■ Text
━━━━━━

In July 2010, the scandal widened after Bettencourt's former accountant, Claire Thibout, alleged in an interview with the French investigative website Mediapart, that conservative French politicians were frequently given envelopes stuffed with cash at Bettencourt's mansion in Neuilly-sur-Seine. She alleged that Woerth, while acting as treasurer for the Union for a Popular Movement (UMP), was given an envelope containing €150,000 in cash in March 2007 towards the presidential campaign of Nicolas Sarkozy. She also made, then retracted, a claim that Sarkozy was a frequent visitor to the Bettencourt's home while he was mayor of Neuilly-sur-Seine from 1983 to 2002 and received envelopes containing cash. A few days later, she declared she had been pressured by French police to retract her testimony about Sarkozy's illegal cash. Sarkozy and Woerth both denied wrongdoing. Following these allegations, French police raided the home and office of de Maistre, who heads Clymène, the company owned by Bettencourt to manage her wealth. French law limits political donations to €7,500 for political parties and €4,600 for individuals. Contributions above €150 must be paid by cheque with the donor clearly identified.

===Guardianship===
On 8 June 2011, it was reported that Bettencourt Meyers filed an application with the court to make Bettencourt a ward of the state for her health and being incapable of the management of her fortune. On 17 October 2011, a French judge ruled that she was to be placed under the guardianship of members of her family on concerns about Bettencourt's declining mental health. Bettencourt Meyers, along with Bettencourt's two grandsons, gained control of her wealth and property. One of the grandsons was additionally named as her personal guardian. Bettencourt's lawyer said he would appeal, and told Le Monde newspaper that "Mrs. Bettencourt was ready for 'nuclear war' with her daughter." As of 2014, Bettencourt Meyers was guardian of the fortune, while her son, L’Oréal Board member and member of the supervisory board of the Bettencourt family holding company, Tethys, Jean-Victor Meyers oversaw her health and personal life after a judge determined he was the only person able to "ward off all conflict between Liliane Bettencourt and Françoise Bettencourt-Meyers."

━━━━━━

■ Data shown
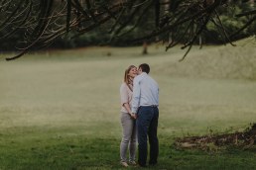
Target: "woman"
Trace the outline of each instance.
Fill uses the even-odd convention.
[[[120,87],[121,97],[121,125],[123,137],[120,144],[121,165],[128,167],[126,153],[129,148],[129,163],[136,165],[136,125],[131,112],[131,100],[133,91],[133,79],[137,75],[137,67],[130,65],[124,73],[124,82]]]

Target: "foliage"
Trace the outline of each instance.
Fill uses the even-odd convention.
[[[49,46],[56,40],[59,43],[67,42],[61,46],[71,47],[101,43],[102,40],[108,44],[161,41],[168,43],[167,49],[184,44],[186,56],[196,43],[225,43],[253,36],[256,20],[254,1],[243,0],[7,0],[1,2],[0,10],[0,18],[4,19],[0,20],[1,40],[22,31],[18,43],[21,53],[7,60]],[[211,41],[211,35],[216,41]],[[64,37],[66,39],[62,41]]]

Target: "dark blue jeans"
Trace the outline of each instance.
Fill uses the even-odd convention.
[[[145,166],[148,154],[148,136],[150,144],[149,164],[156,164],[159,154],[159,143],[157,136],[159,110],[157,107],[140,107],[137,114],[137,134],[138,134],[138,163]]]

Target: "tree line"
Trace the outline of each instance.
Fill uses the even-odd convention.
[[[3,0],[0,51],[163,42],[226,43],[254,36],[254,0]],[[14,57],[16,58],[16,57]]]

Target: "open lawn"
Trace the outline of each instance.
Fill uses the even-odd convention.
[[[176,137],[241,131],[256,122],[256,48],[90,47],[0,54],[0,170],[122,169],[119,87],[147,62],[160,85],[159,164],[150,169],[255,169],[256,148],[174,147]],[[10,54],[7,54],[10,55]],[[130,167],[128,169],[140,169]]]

━━━━━━

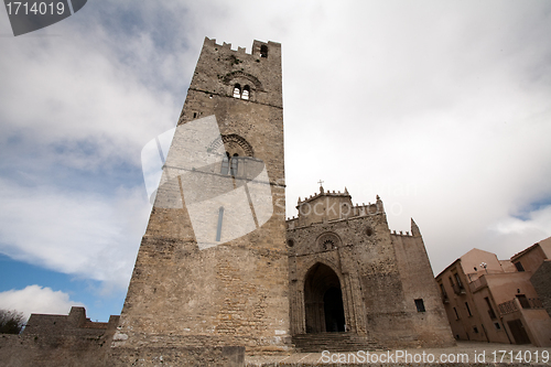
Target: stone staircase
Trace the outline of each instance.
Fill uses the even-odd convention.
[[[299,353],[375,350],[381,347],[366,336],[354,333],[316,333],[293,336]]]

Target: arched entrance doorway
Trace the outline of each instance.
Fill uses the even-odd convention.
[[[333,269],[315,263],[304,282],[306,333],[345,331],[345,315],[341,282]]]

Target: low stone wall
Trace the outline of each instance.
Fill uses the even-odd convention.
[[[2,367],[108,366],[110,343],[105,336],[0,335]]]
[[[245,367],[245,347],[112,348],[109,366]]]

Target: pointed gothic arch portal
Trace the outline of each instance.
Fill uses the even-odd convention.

━━━━━━

■ Exercise brief
Decide whether each statement below agrees with the text on the Bettencourt affair, and for each answer yes or no, quoting the deciding words of the text. (a) Claire Thibout alleged that Woerth was given €150,000 in cash in March 2007. (b) A French judge ruled on 8 June 2011 that Bettencourt was to be placed under the guardianship of members of her family. (c) French law limits political donations from individuals to €7,500.

■ Expected answer
(a) Yes: "was given an envelope containing €150,000 in cash in March 2007"
(b) No: "On 17 October 2011, a French judge ruled that she was to be placed under the guardianship of members of her family"
(c) No: "€7,500 for political parties and €4,600 for individuals"